Listed records:
-- -- --

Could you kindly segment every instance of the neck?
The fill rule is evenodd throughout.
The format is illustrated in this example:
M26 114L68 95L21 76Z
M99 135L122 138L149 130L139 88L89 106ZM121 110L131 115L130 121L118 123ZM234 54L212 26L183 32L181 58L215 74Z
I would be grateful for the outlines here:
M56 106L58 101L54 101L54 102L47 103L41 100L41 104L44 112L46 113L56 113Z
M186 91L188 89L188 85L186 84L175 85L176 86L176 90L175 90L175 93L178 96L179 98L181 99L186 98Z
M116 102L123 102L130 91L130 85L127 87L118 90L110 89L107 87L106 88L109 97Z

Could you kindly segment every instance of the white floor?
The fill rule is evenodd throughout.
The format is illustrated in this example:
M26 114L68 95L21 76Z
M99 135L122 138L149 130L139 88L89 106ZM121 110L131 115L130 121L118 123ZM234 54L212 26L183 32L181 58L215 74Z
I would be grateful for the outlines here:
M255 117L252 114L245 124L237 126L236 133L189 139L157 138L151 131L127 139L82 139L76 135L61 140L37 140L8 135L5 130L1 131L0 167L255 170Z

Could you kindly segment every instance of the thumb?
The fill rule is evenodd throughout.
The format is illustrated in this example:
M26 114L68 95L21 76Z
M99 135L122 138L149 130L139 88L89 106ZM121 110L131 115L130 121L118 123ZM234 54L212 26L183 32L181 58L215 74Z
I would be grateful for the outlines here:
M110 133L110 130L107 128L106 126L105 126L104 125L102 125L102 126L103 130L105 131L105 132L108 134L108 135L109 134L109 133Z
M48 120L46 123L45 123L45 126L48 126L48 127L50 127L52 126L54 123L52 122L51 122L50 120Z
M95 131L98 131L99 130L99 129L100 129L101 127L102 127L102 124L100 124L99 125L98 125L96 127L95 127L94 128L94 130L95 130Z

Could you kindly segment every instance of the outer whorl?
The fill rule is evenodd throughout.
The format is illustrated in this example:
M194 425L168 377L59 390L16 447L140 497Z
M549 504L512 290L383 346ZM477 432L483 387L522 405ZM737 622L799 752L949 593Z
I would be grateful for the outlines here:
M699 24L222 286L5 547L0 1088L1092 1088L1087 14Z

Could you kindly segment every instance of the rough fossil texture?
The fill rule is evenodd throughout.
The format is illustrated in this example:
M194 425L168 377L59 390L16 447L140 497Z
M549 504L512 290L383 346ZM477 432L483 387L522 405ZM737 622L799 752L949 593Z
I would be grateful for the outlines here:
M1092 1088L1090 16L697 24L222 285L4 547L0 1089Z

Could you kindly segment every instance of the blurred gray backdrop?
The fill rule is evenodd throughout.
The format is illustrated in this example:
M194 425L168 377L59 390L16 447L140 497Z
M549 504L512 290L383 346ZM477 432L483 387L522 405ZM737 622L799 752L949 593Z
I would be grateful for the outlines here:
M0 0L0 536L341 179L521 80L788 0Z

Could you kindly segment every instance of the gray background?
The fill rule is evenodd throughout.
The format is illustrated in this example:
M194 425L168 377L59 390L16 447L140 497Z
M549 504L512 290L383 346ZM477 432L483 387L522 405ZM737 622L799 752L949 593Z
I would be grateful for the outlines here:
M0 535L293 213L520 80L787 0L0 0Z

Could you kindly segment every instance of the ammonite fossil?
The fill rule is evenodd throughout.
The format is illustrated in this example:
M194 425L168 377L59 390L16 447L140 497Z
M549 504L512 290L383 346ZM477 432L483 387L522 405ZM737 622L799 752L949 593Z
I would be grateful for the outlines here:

-- -- --

Work to be completed: Can you format the stretch from the start of the material through the line containing "M116 102L123 102L130" as a Markdown table with the columns Row and Line, numbering each line and omitting any blank ones?

Problem solution:
| Row | Line |
|---|---|
| 1 | Could you kindly segment every instance of the neck? |
| 2 | The fill rule is evenodd throughout. |
| 3 | The format is illustrated in this example: |
| 4 | M26 114L68 95L21 76Z |
| 5 | M99 135L122 138L149 130L139 88L89 106ZM121 110L131 115L130 121L118 123ZM234 54L212 26L183 32L181 58L215 74Z |
| 6 | I would be grateful for the outlines here: |
| 7 | M56 106L58 101L54 101L54 102L47 103L41 100L41 104L44 112L46 113L56 113Z |
| 8 | M186 91L188 89L188 85L186 84L175 85L176 86L176 90L175 90L175 93L178 96L179 98L181 99L186 98Z |
| 9 | M116 102L123 102L130 91L130 85L127 87L118 90L110 89L107 87L106 88L109 97Z |